Eylül 25, 2020 20:00 Europe/Istanbul

Bu bölümde Al-i İmran Suresinin 192 ila 195'inci ayetlerinin sebeb-i nüzulünü ele alacağız.

İslam Peygamberinin  yaşadığını önemli olaylardan biri de  yarenleri ile beraber Mekke'den Medine'ye hicretleridir.  Medine'de İslam'ın yayılmasının ardından  Allah Resulü  Mekke Müslümanlarından  daha fazla eziyet ve zulüm görmemek için  Medine'ye  hicret etmelerini istedi. Çoğu Müslümanlar ise azar azar ve yavaş yavaş  gizli bir şekilde Mekke'den çıktılar ve  çok az sayıda Müslüman Mekke'de kalmaya devam etti. 

Kureyşliler   Allah Resulü Hz. Muhammed saa'in  Medine'de yarenlerinin arttığını ve Mekkede'ki Müslümanların da onlara katılmasını görünce  Allah Resulü'nün de onlara katılacağını  öngörüp bu yüzden  Hz. Muhammed'i yatağında iken öldürmeye ant içtiler.  Bu sırada Cebrail as  Allah Resulüne  olayı anlattı ve Kureyşlilerin şom planından onu haberdar edip geceyi yatağına yatmamasını istedi.  

Artık gecenin geç saatleri idi. Kureyşliler  Allah Resulünün etrafında toplanmış ve onun uyumasını bekliyorlardır. Böylece şom planlarını gerçekleştirmek için saniyeleri geri sayıyorlardı.  Ancak bu gecede Ali bin Ebi Talip as  Allah Resulünün yatağına yatmıştı. Böylece Allah Resulü de Mekke'den Medine'ye doğru yola çıkmışlardı.

» **Veri satırları**
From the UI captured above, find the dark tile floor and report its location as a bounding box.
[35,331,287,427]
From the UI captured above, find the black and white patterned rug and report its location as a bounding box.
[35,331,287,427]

» **Yapmanız gereken**
Okuma parçasında "İslam Peygamberinin  yaşadığını" ifadesinden "kalmaya devam etti." ifadesine kadar uzanan kısmı hiçbir değişiklik yapmadan yazın.

» **Doğru cevap**
İslam Peygamberinin  yaşadığını önemli olaylardan biri de  yarenleri ile beraber Mekke'den Medine'ye hicretleridir.  Medine'de İslam'ın yayılmasının ardından  Allah Resulü  Mekke Müslümanlarından  daha fazla eziyet ve zulüm görmemek için  Medine'ye  hicret etmelerini istedi. Çoğu Müslümanlar ise azar azar ve yavaş yavaş  gizli bir şekilde Mekke'den çıktılar ve  çok az sayıda Müslüman Mekke'de kalmaya devam etti.